* SHORT PROBLEM
Determine how many of the lines below contain the string "leaf". Give only that number.

-- start GIVEN RECORDS --

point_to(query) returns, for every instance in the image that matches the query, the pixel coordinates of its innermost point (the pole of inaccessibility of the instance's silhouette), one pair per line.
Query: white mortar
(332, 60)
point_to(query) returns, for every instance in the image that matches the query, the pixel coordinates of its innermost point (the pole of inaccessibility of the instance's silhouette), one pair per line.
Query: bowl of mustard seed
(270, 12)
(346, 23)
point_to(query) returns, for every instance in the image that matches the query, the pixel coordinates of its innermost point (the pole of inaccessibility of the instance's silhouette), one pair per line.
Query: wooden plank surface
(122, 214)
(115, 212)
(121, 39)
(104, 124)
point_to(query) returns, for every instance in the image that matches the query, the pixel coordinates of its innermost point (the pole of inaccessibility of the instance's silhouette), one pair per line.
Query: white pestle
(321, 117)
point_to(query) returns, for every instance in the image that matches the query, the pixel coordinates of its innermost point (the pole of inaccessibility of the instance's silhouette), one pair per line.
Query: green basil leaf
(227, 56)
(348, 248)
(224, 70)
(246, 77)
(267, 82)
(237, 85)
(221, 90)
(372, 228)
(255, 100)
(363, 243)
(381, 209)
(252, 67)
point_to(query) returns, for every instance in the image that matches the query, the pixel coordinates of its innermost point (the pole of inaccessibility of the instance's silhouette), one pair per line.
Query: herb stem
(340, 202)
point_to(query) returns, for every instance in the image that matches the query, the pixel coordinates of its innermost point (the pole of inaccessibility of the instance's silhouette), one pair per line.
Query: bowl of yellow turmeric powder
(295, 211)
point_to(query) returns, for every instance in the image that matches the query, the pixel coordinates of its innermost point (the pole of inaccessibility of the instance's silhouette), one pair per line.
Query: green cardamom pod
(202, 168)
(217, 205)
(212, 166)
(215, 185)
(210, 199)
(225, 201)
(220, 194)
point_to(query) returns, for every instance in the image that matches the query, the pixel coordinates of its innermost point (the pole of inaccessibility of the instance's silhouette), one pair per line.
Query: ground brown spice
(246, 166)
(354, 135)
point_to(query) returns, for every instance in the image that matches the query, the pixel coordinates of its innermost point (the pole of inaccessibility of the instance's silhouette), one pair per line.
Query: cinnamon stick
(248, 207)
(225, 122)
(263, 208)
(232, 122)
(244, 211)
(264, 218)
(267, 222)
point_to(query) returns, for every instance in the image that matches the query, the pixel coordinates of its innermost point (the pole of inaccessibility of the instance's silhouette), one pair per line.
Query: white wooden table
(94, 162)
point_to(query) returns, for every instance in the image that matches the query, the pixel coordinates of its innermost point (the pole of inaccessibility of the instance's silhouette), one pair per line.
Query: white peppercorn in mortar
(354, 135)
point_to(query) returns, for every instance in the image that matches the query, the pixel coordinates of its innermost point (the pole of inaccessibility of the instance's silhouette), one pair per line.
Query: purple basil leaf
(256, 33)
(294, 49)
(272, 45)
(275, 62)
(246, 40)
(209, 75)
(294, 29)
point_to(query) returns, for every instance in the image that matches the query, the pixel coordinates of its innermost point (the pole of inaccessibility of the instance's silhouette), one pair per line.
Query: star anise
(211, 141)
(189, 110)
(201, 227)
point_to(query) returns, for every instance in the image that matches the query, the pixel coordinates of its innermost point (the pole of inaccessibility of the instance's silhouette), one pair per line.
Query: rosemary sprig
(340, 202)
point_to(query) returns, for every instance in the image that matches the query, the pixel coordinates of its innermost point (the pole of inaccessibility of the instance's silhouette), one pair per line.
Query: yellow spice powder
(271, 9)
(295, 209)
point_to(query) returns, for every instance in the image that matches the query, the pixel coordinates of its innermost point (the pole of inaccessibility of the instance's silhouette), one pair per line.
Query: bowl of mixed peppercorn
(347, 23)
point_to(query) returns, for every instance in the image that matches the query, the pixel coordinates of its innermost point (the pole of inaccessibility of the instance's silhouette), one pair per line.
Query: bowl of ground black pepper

-- end GIVEN RECORDS --

* ANSWER IN FULL
2